▶ TO DO
Transcribe the passage of the methods text from "Rats were then" up to and including "on the pipette.".

Rats were then sacrificed by cervical dislocation and the whole blood was collected by cardiac puncture into citrate tubes under sterile conditions. The erythrocyte sedimentation rate was determined as previously described [45, 46]. Briefly, the Westergren pipette was gently inserted into the citrate tube, and by capillary action, the anticoagulated blood rose to the 0 mm mark to the top of the pipette. The pipette was placed into a stand and fixed in a vertical position for 1 h. The sedimentation rate was then measured in mm/h by reading from the calibrations on the pipette.

In-vitro cytotoxic activity of NLE

Cell culture and treatment

Cell culture and treatment were performed as previously described [47]. Jurkat, MCF-7 and Chang liver cell lines, provided by the Noguchi Memorial Institute for Medical Research, University of Ghana, were cultured in EMEM containing 10% FBS and 1% penicillin/streptomycin and all cells were maintained at 37 °C, 100% relative humidity, 5% CO2, 95% air, and culture media changed twice a week. The cells were subcultured when they reached 80% confluence. For the treatment of adherent cells (MCF-7and Chang Liver cells), well plates at a density of 1 × 104 cells/well were seeded with 100 μl of cell suspension and incubated for 24 h. The extract concentrations ranged from 62.5 to 1000 μg/ml and curcumin (positive control) from concentrations of 0 to 36.84 μM were then added to the cells and incubated for 48 h. For the treatment of suspension cells (Jurkat), 1 × 104cells/well were seeded and varying concentrations of the extract (62.5 to 1000 μg/ml) and curcumin (0 to 36.84 μM) were added in the wells. The plates were incubated at 37 °C in a humidified atmosphere containing 5% CO2.

MTT assay

Cytotoxic effects of NLE and curcumin on cell lines were determined using an MTT assay as previously described [47]. Briefly, for adherent cells, after 48 h of treatment incubation, 15 μl of MTT [5 mg/ml] in phosphate-buffered saline (PBS) were added and incubated at 37 °C for 4 h. MTT was flicked off and the formed formazan crystals solubilised in 100 μl of DMSO. Absorbance was measured at 570 nm, using a microplate spectrophotometer (Tecan Infinite M200 Pro plate reader, Austria). For suspension cells (Jurkat), after 48-h treatment, the medium was discarded and 20 μl/well of MTT solution [5 mg/ml] added. The plate was incubated for 3 h at 37 °C. Finally, 20 μl of isopropanol was added to each well and the plate read using a spectrophotometer at a wavelength of 590 nm. The percentage of cell inhibition was determined using the formula:

$$ \%\mathrm{Cell}\ \mathrm{growth}\ \mathrm{inhibition}=100-\left(\frac{\mathrm{Mean}\ \mathrm{absorbance}\ \mathrm{of}\ \mathrm{treated}\ \mathrm{cells}}{\ \mathrm{Mean}\ \mathrm{absorbance}\ \mathrm{of}\ \mathrm{untreated}\ \mathrm{cells}}\ \mathrm{x}\ 100\right) $$

The experiment was done in triplicate. A graph of mean percentage viability against concentration was plotted, using Graph pad prism 5 and the IC50s of curcumin and the extract (where applicable) were determined.

▶ DATASET EXTRACT
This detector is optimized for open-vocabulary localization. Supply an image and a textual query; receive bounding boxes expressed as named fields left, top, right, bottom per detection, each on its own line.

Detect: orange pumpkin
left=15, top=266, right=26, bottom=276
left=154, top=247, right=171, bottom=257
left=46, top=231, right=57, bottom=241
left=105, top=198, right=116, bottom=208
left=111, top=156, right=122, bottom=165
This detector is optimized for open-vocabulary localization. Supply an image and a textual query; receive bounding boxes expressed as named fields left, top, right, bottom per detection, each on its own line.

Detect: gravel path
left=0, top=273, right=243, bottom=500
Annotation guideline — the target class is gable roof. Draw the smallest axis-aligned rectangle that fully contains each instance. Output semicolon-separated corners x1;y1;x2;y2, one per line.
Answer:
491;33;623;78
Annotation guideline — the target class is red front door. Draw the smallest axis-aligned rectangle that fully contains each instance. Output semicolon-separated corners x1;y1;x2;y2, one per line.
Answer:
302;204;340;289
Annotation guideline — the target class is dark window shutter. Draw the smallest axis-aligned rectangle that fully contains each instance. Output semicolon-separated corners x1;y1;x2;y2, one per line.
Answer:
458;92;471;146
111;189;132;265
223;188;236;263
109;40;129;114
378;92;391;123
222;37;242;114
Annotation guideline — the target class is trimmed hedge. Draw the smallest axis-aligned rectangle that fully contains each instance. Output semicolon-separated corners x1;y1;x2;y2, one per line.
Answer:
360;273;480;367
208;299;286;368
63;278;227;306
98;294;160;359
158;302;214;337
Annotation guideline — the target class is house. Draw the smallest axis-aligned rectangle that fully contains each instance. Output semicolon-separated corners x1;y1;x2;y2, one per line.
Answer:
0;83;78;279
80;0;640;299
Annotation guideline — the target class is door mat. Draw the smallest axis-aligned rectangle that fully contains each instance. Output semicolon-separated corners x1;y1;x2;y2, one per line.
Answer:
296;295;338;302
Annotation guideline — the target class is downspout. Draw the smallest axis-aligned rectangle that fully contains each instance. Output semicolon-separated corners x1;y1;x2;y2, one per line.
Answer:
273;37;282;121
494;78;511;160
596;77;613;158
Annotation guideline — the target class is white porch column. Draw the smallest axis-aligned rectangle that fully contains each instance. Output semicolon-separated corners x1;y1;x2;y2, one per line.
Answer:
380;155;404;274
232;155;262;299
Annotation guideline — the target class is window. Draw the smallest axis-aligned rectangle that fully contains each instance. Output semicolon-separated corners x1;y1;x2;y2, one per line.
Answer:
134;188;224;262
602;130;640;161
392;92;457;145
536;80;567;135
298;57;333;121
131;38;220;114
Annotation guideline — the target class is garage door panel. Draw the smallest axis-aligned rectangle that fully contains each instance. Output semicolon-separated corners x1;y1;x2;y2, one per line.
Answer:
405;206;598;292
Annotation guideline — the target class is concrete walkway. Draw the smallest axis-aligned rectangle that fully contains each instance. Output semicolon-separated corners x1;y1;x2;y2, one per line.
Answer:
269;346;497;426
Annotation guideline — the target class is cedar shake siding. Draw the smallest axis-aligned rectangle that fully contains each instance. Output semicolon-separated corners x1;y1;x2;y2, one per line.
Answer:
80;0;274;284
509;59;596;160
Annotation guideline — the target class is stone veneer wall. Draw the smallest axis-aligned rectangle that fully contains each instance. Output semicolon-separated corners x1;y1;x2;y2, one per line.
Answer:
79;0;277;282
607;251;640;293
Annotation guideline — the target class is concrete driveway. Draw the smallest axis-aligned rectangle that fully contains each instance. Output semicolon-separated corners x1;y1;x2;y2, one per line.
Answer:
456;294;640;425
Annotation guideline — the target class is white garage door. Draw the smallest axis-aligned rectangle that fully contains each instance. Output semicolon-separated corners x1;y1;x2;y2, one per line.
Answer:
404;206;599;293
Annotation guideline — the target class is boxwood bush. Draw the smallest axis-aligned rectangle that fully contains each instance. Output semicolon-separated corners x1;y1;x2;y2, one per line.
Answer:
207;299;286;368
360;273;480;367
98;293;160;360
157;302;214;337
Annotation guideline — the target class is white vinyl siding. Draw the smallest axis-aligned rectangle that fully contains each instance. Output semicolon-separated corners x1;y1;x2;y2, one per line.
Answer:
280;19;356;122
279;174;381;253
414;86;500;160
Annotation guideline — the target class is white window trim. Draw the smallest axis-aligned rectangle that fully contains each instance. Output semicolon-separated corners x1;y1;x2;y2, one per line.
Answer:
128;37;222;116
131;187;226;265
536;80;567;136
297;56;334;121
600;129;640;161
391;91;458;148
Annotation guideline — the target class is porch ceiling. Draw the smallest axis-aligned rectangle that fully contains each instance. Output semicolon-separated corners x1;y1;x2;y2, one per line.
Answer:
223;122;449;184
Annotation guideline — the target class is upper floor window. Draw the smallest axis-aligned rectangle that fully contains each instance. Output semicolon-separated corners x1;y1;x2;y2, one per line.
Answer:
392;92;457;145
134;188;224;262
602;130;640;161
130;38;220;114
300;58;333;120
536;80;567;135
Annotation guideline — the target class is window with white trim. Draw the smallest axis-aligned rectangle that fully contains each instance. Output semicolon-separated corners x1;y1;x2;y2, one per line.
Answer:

▶ OUTPUT BELOW
Rats were then sacrificed by cervical dislocation and the whole blood was collected by cardiac puncture into citrate tubes under sterile conditions. The erythrocyte sedimentation rate was determined as previously described [45, 46]. Briefly, the Westergren pipette was gently inserted into the citrate tube, and by capillary action, the anticoagulated blood rose to the 0 mm mark to the top of the pipette. The pipette was placed into a stand and fixed in a vertical position for 1 h. The sedimentation rate was then measured in mm/h by reading from the calibrations on the pipette.